# Domain in IP umwandeln!



## foxx21 (16. Januar 2002)

hy leutz wie funktioniert das wenn ich von einer domain die ip haben will ?

thx


----------



## Shiivva (16. Januar 2002)

die einfachste Methode:

gib in deiner dosbox ping domain.de ein und schau, welche Ip "antwortet".
Beispiel:
ping heise.de oder so.


----------



## Mandrake (9. April 2002)

genau, nur der vorredner war schneller als ich, trotzdem hab ich noch was, neotrace, ka wos des gibst, einfach ma bei google suchen


----------



## Flex (9. April 2002)

Ein Trace ist aber für was ganz anderes gut


----------



## Scalé (10. April 2002)

gibt noch die möglichkeit in der dosbox:

nslookup http://www.domain.endung

also z.B.

nslookup http://www.heise.de

Ausgabe:

_// Dein rechner/Server/Firewall_

Server:  janus.batz-fits.de
Address:  62.159.187.123

_// gesuchter server_

Nicht autorisierte Antwort:
Name:    http://www.heise.de
Address:  193.99.144.71


----------



## C.Bird (10. April 2002)

es gibt viele Möglichkeiten...

die 
ping heise.de is schnell und reicht sofern du nicht vor hast den server zu hacken!

QUELLAUSZUG:

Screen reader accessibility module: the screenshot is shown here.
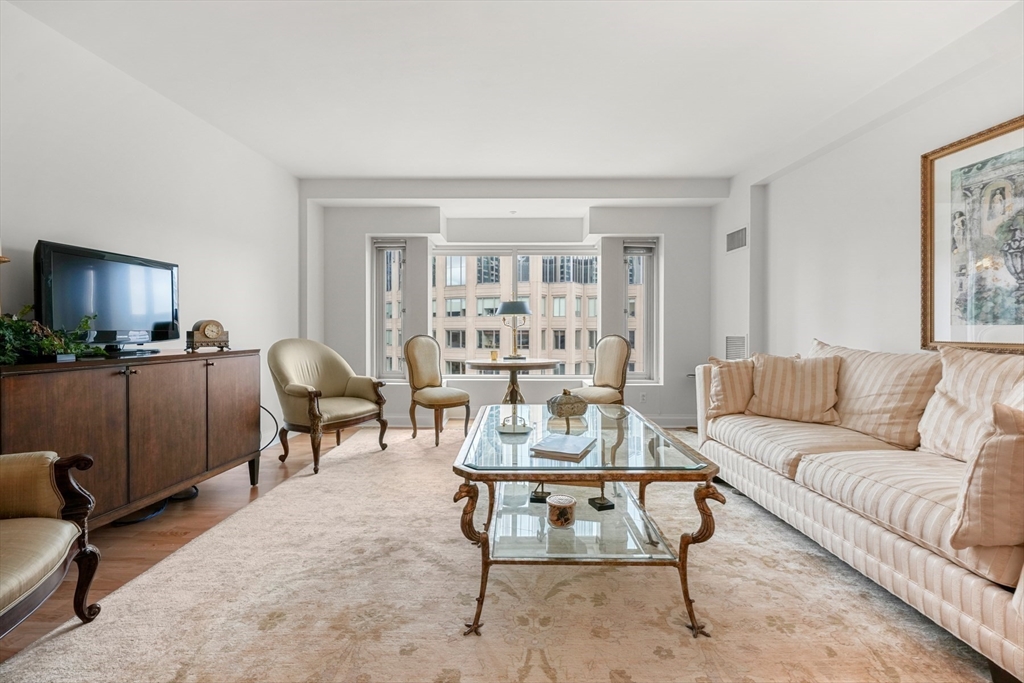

AUFGABEN:
1. Welche Adresse gibt nslookup im Forenthread über die Domain-IP für den gesuchten Server heise.de aus?
2. Nenne bitte alle Benutzernamen, unter denen im Forenthread über die Domain-IP Beiträge stehen.
3. Schreibe den Forenthread über die Domain-IP nach dem letzten Beitrag weiter.

ANTWORTEN:
1. 193.99.144.71

2. foxx21, Shiivva, Mandrake, Flex, Scalé, C.Bird

3.
----------



## Scalé (10. April 2002)

is gut =)
er wollte möglichkeiten wissen,
er bekommt sie.

nslookup is au schnell...
na egal no ot


----------



## C.Bird (10. April 2002)

sicher is nslookup auch schnell!
aber im prinzip is sovieso egal was er benutzt solang das richtige dabei rauskommt!

_
[edited by Scalé]
genau das meinte ich 
[/edited]
_


----------



## Mandrake (10. April 2002)

wie siehtn des ganze unter win2k aus (prof. version)??


----------



## C.Bird (10. April 2002)

genau gleich!


----------



## Mandrake (11. April 2002)

kann ich doch net wisse, für den kram benutz ich eigentlich nur tools, wenn überhaupt


----------



## C.Bird (11. April 2002)

lol...dann..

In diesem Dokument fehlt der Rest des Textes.